### Given instruction A
Reproduce the passage on scaling a delivery agent assignment system between "Interview Tip" and "you do first?", inclusive.

### Given passage
* start *
At small to medium scale, the database becomes the first bottleneck. This is because the system needs to quickly find available delivery agents and update their status for each order. The database handles many read and write queries per second, and as orders grow, it struggles to keep up.

Scaling Solutions
  • Database Read Replicas: Use replicas to handle read queries, reducing load on the primary database.
  • Caching: Cache delivery agent availability and location data to reduce frequent DB hits.
  • Load Balancing: Distribute incoming assignment requests across multiple application servers.
  • Asynchronous Processing: Use message queues to decouple order intake from assignment processing.
  • Sharding: Partition the database by geography or agent ID to spread load.
  • Microservices: Separate assignment logic into dedicated services for better scalability.
  • Geo-Partitioning: Assign orders to agents within the same region to reduce latency and data scope.
  • AI-based Assignment: Use machine learning to optimize agent selection and reduce assignment time.
Back-of-Envelope Cost Analysis
  • At 10,000 orders/day (~7 orders/min), assuming each order triggers 5 DB queries, total ~35 queries/min (~0.6 QPS) - easily handled by a single DB.
  • At 1,000,000 orders/day (~700 orders/min), queries rise to ~3500 QPS, nearing a single DB instance limit.
  • Storage: Each order record ~1 KB, 1M orders/day = ~1 GB/day storage; 100M orders = 100 GB/day, requiring archival strategies.
  • Network bandwidth: Assuming 1 KB per request/response, 1M orders/day = ~12 MB/s peak, manageable with standard infrastructure.
Interview Tip

Start by clarifying the scale and requirements. Discuss the current bottleneck and how it changes with growth. Propose incremental solutions: caching, load balancing, then sharding and microservices. Always justify why each step is needed and how it helps scalability.

Self Check

Your database handles 1000 QPS. Traffic grows 10x to 10,000 QPS. What do you do first?

Answer: Introduce read replicas and caching to reduce load on the primary database before considering sharding or adding more servers.

Key Result
The database is the first bottleneck as order volume grows; scaling solutions start with caching and read replicas, then move to sharding and microservices for very large scale.

Practice

(1/5)
1.

What is the primary goal of a delivery agent assignment system?

easy
A. Match orders to available delivery agents nearby
B. Track payment details of customers
C. Manage inventory in warehouses
D. Calculate delivery charges for orders

Solution

  1. Step 1: Understand the system purpose

    The delivery agent assignment system focuses on connecting orders with delivery agents who can fulfill them.
  2. Step 2: Identify the main function

    Matching orders to free agents nearby ensures timely delivery and efficient resource use.
  3. Final Answer:

    Match orders to available delivery agents nearby -> Option A
  4. Quick Check:

    Delivery agent assignment = Matching orders to agents [OK]
Hint: Focus on matching orders to agents, not payments or inventory [OK]
Common Mistakes:
  • Confusing delivery assignment with payment processing
  • Thinking inventory management is part of agent assignment
  • Assuming delivery charges calculation is the main goal
2.

Which data structure is best to quickly find the nearest free delivery agent for an order?
* end *
### Given instruction B
Rescale the stored data entry rows between the lines holding "of the wicker" and "[(254, 321)]", inclusive, giving every one of those lines again, requests included. Multiply each point coordinate in the answers by 2 and round to whole numbers, with halves rounded up.

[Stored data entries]
* start *
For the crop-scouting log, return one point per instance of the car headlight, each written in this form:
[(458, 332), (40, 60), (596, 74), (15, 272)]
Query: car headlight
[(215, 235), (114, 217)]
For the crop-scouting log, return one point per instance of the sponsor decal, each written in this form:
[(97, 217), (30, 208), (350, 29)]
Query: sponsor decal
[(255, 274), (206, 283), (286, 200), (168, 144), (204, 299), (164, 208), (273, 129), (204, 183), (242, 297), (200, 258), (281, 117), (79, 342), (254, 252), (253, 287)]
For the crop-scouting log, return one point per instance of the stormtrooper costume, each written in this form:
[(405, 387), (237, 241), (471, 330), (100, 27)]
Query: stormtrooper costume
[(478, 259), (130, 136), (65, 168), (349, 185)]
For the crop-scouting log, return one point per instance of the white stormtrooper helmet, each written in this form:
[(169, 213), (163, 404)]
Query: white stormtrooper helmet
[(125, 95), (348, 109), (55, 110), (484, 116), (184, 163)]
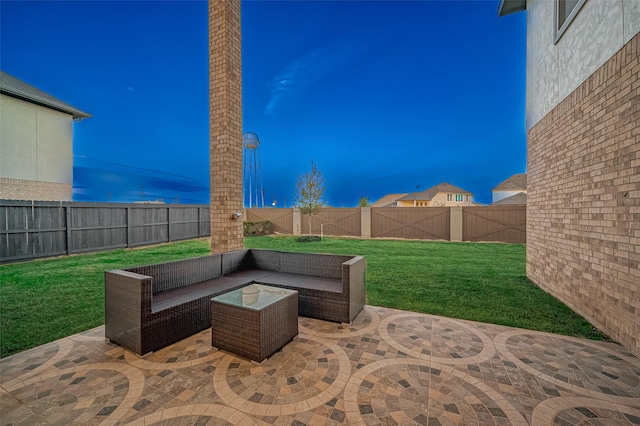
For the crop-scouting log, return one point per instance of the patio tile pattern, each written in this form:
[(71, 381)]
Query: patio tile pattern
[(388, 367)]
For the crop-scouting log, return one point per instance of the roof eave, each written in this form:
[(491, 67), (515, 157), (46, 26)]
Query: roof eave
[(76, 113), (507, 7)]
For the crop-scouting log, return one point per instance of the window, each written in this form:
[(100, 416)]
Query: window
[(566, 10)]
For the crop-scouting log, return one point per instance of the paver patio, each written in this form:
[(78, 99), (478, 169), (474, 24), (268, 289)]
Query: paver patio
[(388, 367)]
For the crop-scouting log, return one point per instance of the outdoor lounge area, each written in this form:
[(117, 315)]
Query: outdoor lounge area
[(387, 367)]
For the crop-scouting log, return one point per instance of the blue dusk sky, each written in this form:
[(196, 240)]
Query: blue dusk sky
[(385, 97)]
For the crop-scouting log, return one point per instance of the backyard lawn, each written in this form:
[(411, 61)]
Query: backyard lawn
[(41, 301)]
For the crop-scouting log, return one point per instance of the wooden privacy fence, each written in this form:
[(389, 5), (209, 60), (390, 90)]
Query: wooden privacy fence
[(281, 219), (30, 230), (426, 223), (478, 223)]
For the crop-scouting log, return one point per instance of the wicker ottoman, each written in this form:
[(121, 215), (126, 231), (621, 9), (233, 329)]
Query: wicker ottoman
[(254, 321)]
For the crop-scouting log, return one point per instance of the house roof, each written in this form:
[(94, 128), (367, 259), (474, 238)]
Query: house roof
* end *
### Full response A
Interview Tip

Start by clarifying the scale and requirements. Discuss the current bottleneck and how it changes with growth. Propose incremental solutions: caching, load balancing, then sharding and microservices. Always justify why each step is needed and how it helps scalability.

Self Check

Your database handles 1000 QPS. Traffic grows 10x to 10,000 QPS. What do you do first?

### Full response B
For the crop-scouting log, return one point per instance of the wicker ottoman, each written in this form:
[(121, 215), (126, 231), (621, 9), (233, 329)]
Query: wicker ottoman
[(508, 642)]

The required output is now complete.